**Exercise goal**:
Transcribe every record verbatim; no pictures.

**Dataset records**:
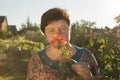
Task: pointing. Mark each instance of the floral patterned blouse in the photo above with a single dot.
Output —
(41, 67)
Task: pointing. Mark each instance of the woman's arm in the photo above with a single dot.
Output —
(34, 68)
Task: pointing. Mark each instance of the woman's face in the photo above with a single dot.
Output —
(57, 27)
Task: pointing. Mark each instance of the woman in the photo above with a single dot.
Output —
(45, 64)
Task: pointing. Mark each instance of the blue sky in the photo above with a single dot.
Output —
(100, 11)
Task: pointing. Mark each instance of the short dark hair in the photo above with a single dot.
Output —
(52, 15)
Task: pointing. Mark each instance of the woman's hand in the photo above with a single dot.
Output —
(82, 69)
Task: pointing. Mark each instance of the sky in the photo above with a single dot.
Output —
(102, 12)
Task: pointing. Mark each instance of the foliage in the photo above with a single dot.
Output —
(5, 35)
(104, 43)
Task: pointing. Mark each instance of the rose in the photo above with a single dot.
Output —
(59, 41)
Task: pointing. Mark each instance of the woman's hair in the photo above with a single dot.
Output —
(53, 15)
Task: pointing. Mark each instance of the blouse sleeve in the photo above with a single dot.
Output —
(34, 68)
(90, 59)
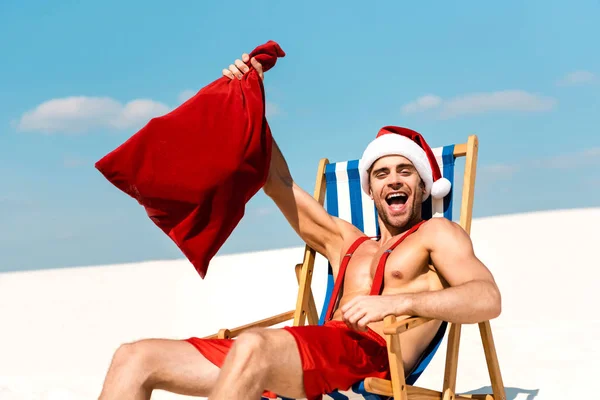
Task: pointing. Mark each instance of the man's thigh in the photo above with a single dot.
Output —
(274, 352)
(179, 367)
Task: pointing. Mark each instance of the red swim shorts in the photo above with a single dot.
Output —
(333, 356)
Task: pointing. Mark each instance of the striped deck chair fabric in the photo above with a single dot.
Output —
(346, 200)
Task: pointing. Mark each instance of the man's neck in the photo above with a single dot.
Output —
(390, 232)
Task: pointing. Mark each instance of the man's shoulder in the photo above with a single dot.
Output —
(440, 229)
(439, 224)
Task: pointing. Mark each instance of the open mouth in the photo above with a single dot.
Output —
(396, 200)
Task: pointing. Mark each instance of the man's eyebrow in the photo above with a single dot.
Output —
(403, 165)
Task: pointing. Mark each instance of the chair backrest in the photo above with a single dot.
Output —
(346, 200)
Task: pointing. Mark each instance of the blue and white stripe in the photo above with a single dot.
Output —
(346, 200)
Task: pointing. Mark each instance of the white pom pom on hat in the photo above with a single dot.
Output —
(394, 140)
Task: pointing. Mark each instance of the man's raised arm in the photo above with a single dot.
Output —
(307, 217)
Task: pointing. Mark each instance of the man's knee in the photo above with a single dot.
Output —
(253, 342)
(134, 356)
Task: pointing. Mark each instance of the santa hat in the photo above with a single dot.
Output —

**Solution to this exercise**:
Task: pointing. Mark each instance of the floral patterned blouse in the photo above with a single dot.
Output —
(41, 67)
Task: pointing. Mark each instance of the woman's arm in the photo above with a single dot.
Output —
(34, 68)
Task: pointing. Mark each instance of the woman's face in the photo above with a single dot.
Output —
(57, 27)
Task: pointing. Mark each instance of the woman in the photo above with a single dot.
Output —
(45, 64)
Task: pointing. Mark each instance of the blue sky in the photo above with a single dot.
Output —
(100, 11)
Task: pointing. Mark each instance of the short dark hair in the photo above with a single dot.
Output —
(52, 15)
Task: pointing. Mark each instance of the woman's hand in the photo above with a single dot.
Output —
(82, 69)
Task: pointing. Mark each instance of the sky in the photo above with a single dot.
Output —
(102, 12)
Task: pointing. Mark each instance of the foliage in the photo above with a single dot.
Output —
(5, 35)
(104, 43)
Task: pointing. Mark each instance of the rose in the photo above with a single dot.
Output —
(59, 41)
Task: pointing. Mark each instance of the woman's hair in the photo above with a single dot.
Output —
(53, 15)
Task: pointing. Mark each instance of the blouse sleeve in the photo above with a single dot.
Output —
(34, 68)
(90, 59)
Task: pointing. Mark each instance of the man's thigh in the photo above with a single dot.
Output —
(274, 352)
(179, 367)
Task: pointing. Mark each instance of the red swim shorts in the photo above with a single dot.
Output —
(333, 356)
Task: pointing. Mark each instance of the striped deck chair fabric in the photo above with a single dot.
Output —
(346, 200)
Task: pointing. Mark each instance of the man's neck in the photo above with a single dot.
Output —
(390, 232)
Task: pointing. Mark each instance of the man's shoulder in the photo above with a single dot.
Output —
(440, 229)
(439, 224)
Task: pointing. Mark each instance of the open mouth in the photo above with a single dot.
Output —
(396, 200)
Task: pointing. Mark each instance of the man's eyebrow in the photo above with a single dot.
Output —
(403, 165)
Task: pointing. Mark each instance of the chair backrest in the photo above with a single dot.
Output —
(346, 200)
Task: pointing. Mark each instance of the blue and white stripe in the photo above with a single dot.
Output —
(346, 200)
Task: pointing. Mark each instance of the white pom pom on hat in the photo above with a single dot.
Output —
(394, 140)
Task: pointing. Mark each instance of the man's raised arm in the photo above with a single dot.
Output —
(307, 217)
Task: pointing. Mark each instance of the man's knee in the photo above with a single dot.
Output —
(253, 342)
(134, 356)
Task: pointing. Mark each instance of the santa hat in the photo above with a single dot.
Output —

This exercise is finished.